Copy exactly the lines from the one containing "on the woman" through the last line of the records, both included, and nothing more.

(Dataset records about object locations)
● ● ● ●
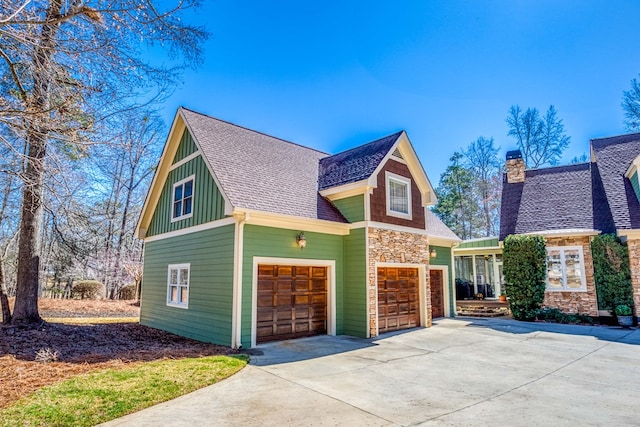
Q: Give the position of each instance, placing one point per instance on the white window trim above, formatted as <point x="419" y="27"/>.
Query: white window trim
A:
<point x="401" y="180"/>
<point x="177" y="267"/>
<point x="583" y="277"/>
<point x="193" y="193"/>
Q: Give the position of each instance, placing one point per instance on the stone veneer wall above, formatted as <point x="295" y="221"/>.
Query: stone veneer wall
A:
<point x="575" y="302"/>
<point x="396" y="247"/>
<point x="633" y="245"/>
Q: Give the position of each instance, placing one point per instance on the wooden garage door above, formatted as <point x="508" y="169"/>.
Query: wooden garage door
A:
<point x="292" y="302"/>
<point x="436" y="283"/>
<point x="398" y="301"/>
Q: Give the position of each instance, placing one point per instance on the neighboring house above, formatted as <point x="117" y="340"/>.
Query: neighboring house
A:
<point x="570" y="204"/>
<point x="249" y="238"/>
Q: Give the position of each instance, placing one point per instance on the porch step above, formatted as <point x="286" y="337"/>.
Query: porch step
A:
<point x="478" y="309"/>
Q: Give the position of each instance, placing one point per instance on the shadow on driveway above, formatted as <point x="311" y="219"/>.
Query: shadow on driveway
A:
<point x="605" y="333"/>
<point x="299" y="349"/>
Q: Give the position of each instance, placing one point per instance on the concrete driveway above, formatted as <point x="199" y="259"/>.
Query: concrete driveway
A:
<point x="462" y="372"/>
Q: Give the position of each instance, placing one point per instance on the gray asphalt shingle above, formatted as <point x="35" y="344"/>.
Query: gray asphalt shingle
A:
<point x="592" y="195"/>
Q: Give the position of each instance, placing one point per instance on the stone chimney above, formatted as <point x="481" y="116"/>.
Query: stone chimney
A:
<point x="515" y="167"/>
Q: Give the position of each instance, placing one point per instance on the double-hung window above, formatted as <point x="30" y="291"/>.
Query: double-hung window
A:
<point x="398" y="196"/>
<point x="565" y="269"/>
<point x="182" y="199"/>
<point x="178" y="285"/>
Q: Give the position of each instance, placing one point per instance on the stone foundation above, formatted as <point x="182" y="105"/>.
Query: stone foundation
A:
<point x="390" y="246"/>
<point x="633" y="245"/>
<point x="572" y="301"/>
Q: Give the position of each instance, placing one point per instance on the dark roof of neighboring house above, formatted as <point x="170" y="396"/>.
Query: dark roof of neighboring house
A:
<point x="354" y="165"/>
<point x="549" y="199"/>
<point x="437" y="228"/>
<point x="260" y="172"/>
<point x="613" y="156"/>
<point x="594" y="195"/>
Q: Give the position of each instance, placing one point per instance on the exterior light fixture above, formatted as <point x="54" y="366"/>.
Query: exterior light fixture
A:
<point x="301" y="240"/>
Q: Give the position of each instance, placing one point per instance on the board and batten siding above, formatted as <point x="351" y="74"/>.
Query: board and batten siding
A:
<point x="352" y="208"/>
<point x="187" y="147"/>
<point x="635" y="183"/>
<point x="443" y="257"/>
<point x="208" y="316"/>
<point x="208" y="203"/>
<point x="260" y="241"/>
<point x="355" y="283"/>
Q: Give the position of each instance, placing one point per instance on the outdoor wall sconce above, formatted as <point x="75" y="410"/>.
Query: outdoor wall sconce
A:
<point x="301" y="240"/>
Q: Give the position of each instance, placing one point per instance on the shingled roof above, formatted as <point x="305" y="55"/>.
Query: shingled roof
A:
<point x="354" y="165"/>
<point x="613" y="156"/>
<point x="260" y="172"/>
<point x="587" y="196"/>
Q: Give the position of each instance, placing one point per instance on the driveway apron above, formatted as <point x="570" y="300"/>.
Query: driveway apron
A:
<point x="460" y="372"/>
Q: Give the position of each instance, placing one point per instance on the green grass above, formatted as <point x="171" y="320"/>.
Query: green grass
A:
<point x="100" y="396"/>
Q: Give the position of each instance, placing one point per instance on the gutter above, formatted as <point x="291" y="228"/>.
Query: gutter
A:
<point x="238" y="261"/>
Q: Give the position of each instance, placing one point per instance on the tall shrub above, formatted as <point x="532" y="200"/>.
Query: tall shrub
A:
<point x="611" y="272"/>
<point x="525" y="274"/>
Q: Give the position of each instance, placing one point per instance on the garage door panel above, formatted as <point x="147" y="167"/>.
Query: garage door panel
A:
<point x="301" y="286"/>
<point x="297" y="297"/>
<point x="398" y="298"/>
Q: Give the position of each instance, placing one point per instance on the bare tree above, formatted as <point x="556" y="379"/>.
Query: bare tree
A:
<point x="67" y="66"/>
<point x="541" y="140"/>
<point x="482" y="159"/>
<point x="631" y="106"/>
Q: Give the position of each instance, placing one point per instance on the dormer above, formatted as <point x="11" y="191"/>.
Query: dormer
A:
<point x="382" y="181"/>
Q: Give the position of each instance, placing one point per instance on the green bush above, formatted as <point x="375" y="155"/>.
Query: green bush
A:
<point x="611" y="272"/>
<point x="550" y="314"/>
<point x="127" y="292"/>
<point x="87" y="289"/>
<point x="623" y="310"/>
<point x="525" y="274"/>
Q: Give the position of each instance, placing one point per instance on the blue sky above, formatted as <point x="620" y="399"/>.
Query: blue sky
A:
<point x="335" y="74"/>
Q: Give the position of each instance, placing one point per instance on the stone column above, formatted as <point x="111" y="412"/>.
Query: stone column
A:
<point x="633" y="245"/>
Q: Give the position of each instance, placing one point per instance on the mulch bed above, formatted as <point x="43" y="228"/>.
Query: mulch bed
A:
<point x="81" y="348"/>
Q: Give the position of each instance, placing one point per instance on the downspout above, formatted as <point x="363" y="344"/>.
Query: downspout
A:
<point x="238" y="261"/>
<point x="452" y="283"/>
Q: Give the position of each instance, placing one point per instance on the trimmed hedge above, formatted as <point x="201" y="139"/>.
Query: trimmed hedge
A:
<point x="611" y="272"/>
<point x="525" y="274"/>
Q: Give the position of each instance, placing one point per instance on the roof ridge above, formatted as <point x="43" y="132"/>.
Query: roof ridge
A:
<point x="548" y="168"/>
<point x="253" y="131"/>
<point x="359" y="147"/>
<point x="617" y="136"/>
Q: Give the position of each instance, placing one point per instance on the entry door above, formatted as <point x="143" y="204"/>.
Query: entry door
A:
<point x="436" y="279"/>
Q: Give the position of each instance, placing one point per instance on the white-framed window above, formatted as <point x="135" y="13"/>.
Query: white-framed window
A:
<point x="182" y="201"/>
<point x="398" y="196"/>
<point x="178" y="285"/>
<point x="565" y="269"/>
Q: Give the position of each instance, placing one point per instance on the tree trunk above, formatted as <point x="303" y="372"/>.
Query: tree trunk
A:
<point x="4" y="300"/>
<point x="26" y="305"/>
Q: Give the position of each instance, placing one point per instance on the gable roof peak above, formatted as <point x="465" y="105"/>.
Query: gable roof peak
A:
<point x="189" y="111"/>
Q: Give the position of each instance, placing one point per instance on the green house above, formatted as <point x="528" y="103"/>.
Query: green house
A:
<point x="250" y="238"/>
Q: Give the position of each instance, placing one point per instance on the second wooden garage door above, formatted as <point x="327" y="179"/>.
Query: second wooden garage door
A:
<point x="398" y="299"/>
<point x="292" y="302"/>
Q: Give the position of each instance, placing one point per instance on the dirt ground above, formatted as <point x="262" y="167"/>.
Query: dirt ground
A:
<point x="66" y="350"/>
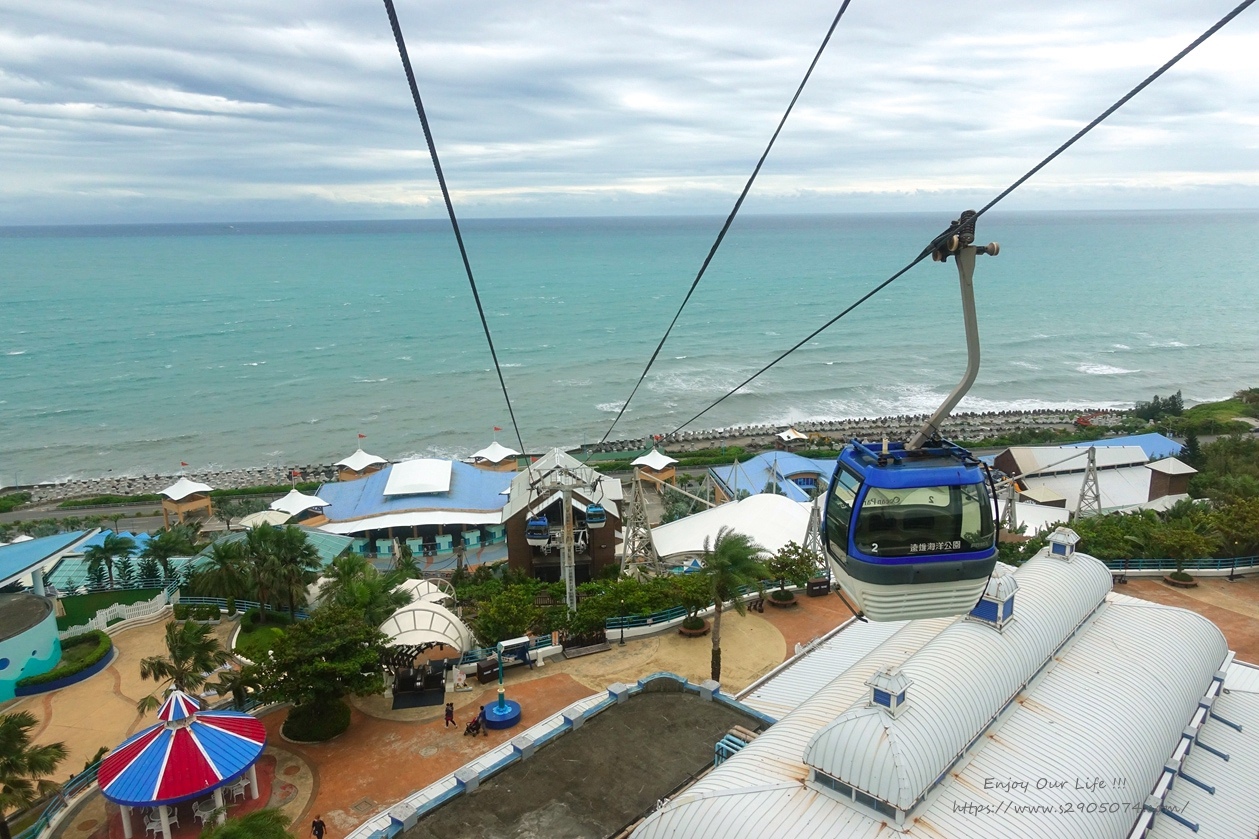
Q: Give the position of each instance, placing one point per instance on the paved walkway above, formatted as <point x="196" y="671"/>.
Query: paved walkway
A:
<point x="101" y="711"/>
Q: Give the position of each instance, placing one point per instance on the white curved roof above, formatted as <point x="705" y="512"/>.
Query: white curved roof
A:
<point x="427" y="622"/>
<point x="1112" y="703"/>
<point x="769" y="520"/>
<point x="495" y="452"/>
<point x="962" y="680"/>
<point x="427" y="590"/>
<point x="655" y="459"/>
<point x="296" y="502"/>
<point x="265" y="517"/>
<point x="360" y="460"/>
<point x="183" y="488"/>
<point x="419" y="476"/>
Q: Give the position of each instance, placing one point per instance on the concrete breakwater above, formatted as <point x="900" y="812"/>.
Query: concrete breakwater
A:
<point x="962" y="426"/>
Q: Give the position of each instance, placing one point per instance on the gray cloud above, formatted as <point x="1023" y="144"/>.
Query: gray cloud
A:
<point x="232" y="110"/>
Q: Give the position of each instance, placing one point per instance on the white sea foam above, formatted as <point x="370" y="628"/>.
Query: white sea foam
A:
<point x="1102" y="369"/>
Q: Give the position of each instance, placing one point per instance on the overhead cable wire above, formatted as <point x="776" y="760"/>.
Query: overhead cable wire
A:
<point x="936" y="242"/>
<point x="729" y="219"/>
<point x="450" y="211"/>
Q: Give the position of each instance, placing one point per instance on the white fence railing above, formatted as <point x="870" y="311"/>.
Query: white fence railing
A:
<point x="118" y="611"/>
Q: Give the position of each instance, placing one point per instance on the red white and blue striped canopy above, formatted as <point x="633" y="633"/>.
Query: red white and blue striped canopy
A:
<point x="178" y="706"/>
<point x="183" y="757"/>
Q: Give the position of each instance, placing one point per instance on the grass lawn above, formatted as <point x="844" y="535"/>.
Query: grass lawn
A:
<point x="83" y="607"/>
<point x="256" y="641"/>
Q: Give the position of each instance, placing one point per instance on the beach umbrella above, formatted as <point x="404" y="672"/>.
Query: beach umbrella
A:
<point x="186" y="755"/>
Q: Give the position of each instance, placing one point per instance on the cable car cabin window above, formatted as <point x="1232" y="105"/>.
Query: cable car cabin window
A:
<point x="839" y="509"/>
<point x="924" y="520"/>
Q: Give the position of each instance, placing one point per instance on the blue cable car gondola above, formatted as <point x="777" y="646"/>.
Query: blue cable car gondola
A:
<point x="910" y="527"/>
<point x="596" y="515"/>
<point x="538" y="532"/>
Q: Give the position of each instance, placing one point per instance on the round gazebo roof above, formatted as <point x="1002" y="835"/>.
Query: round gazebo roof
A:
<point x="190" y="753"/>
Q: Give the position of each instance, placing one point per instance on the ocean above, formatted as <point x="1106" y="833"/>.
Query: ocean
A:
<point x="131" y="349"/>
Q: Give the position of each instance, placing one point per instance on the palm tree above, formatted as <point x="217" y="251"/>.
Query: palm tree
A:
<point x="259" y="565"/>
<point x="23" y="765"/>
<point x="353" y="582"/>
<point x="112" y="547"/>
<point x="296" y="565"/>
<point x="191" y="651"/>
<point x="730" y="562"/>
<point x="259" y="824"/>
<point x="222" y="573"/>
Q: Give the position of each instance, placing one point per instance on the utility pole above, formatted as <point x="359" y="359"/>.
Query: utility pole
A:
<point x="567" y="557"/>
<point x="1090" y="494"/>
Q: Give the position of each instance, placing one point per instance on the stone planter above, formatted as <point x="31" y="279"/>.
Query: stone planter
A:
<point x="699" y="633"/>
<point x="781" y="604"/>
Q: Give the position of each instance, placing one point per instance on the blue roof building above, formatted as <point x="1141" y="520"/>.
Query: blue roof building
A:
<point x="1153" y="445"/>
<point x="797" y="478"/>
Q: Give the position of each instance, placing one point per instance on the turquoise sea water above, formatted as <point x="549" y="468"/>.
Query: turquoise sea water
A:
<point x="130" y="349"/>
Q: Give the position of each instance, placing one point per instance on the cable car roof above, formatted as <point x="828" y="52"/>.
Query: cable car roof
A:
<point x="904" y="470"/>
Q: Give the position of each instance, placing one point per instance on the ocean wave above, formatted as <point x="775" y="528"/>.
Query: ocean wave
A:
<point x="1102" y="369"/>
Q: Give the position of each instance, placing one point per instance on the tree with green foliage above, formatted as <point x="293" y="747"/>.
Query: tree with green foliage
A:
<point x="24" y="765"/>
<point x="509" y="614"/>
<point x="233" y="509"/>
<point x="355" y="583"/>
<point x="237" y="684"/>
<point x="333" y="654"/>
<point x="222" y="573"/>
<point x="112" y="548"/>
<point x="191" y="650"/>
<point x="793" y="565"/>
<point x="165" y="546"/>
<point x="296" y="563"/>
<point x="259" y="824"/>
<point x="730" y="562"/>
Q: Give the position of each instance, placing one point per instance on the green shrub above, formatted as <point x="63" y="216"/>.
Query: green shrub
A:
<point x="317" y="722"/>
<point x="74" y="658"/>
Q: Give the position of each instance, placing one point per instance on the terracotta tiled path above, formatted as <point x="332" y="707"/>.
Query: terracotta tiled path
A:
<point x="1233" y="606"/>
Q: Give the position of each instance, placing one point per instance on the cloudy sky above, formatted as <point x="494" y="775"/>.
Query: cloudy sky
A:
<point x="237" y="110"/>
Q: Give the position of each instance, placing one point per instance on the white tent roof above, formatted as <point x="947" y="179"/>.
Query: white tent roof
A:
<point x="265" y="517"/>
<point x="769" y="520"/>
<point x="183" y="488"/>
<point x="427" y="591"/>
<point x="360" y="460"/>
<point x="655" y="459"/>
<point x="419" y="476"/>
<point x="495" y="452"/>
<point x="296" y="502"/>
<point x="426" y="622"/>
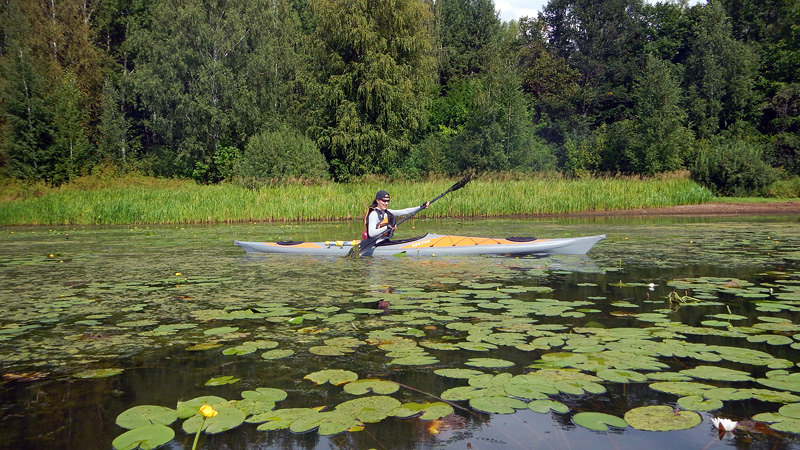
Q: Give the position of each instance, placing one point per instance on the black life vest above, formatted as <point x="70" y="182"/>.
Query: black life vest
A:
<point x="384" y="218"/>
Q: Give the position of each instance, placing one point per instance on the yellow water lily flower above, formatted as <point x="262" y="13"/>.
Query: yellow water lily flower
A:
<point x="724" y="424"/>
<point x="207" y="411"/>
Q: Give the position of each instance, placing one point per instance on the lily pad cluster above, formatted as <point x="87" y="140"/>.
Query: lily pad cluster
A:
<point x="149" y="425"/>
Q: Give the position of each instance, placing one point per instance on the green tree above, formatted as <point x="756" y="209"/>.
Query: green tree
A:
<point x="548" y="80"/>
<point x="283" y="153"/>
<point x="374" y="72"/>
<point x="211" y="73"/>
<point x="115" y="142"/>
<point x="468" y="32"/>
<point x="603" y="41"/>
<point x="70" y="146"/>
<point x="720" y="74"/>
<point x="655" y="139"/>
<point x="26" y="113"/>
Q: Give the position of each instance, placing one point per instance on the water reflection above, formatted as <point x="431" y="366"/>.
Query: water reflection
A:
<point x="110" y="297"/>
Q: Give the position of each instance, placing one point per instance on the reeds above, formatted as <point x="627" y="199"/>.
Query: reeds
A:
<point x="143" y="200"/>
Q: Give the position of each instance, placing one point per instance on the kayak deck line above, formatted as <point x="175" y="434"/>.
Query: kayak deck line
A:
<point x="434" y="245"/>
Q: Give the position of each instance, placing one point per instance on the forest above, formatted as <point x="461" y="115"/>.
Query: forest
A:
<point x="248" y="91"/>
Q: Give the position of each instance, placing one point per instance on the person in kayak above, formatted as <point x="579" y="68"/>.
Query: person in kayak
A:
<point x="380" y="220"/>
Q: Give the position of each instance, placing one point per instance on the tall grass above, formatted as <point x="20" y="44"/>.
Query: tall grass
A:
<point x="143" y="200"/>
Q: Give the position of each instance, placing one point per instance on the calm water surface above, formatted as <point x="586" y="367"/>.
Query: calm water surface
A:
<point x="145" y="300"/>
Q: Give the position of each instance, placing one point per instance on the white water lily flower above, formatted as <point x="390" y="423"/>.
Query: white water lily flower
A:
<point x="724" y="424"/>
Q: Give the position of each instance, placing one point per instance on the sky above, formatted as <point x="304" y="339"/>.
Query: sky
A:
<point x="514" y="9"/>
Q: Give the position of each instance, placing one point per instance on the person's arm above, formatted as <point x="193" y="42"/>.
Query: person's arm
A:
<point x="372" y="222"/>
<point x="407" y="211"/>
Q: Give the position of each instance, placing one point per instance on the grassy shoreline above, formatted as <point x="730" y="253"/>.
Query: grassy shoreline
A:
<point x="142" y="200"/>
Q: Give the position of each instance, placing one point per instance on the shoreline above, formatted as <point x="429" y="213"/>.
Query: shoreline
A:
<point x="704" y="209"/>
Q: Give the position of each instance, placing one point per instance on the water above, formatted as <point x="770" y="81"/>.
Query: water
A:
<point x="137" y="300"/>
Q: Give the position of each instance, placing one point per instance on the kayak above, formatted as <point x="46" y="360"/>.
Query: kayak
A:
<point x="434" y="245"/>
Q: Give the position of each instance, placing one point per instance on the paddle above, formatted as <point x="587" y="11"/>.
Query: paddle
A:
<point x="367" y="244"/>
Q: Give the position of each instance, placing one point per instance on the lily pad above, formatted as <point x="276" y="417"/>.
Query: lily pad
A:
<point x="545" y="406"/>
<point x="458" y="373"/>
<point x="332" y="376"/>
<point x="697" y="403"/>
<point x="598" y="421"/>
<point x="142" y="415"/>
<point x="717" y="373"/>
<point x="98" y="373"/>
<point x="227" y="418"/>
<point x="265" y="395"/>
<point x="493" y="363"/>
<point x="497" y="405"/>
<point x="220" y="381"/>
<point x="661" y="418"/>
<point x="145" y="437"/>
<point x="220" y="330"/>
<point x="361" y="387"/>
<point x="277" y="354"/>
<point x="425" y="411"/>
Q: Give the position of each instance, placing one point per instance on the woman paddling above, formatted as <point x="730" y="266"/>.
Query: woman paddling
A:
● ● ● ●
Output for this exercise:
Q: Give the position of each instance, placing one point per instance on the woman paddling above, formatted as <point x="730" y="266"/>.
Query: woman paddling
A:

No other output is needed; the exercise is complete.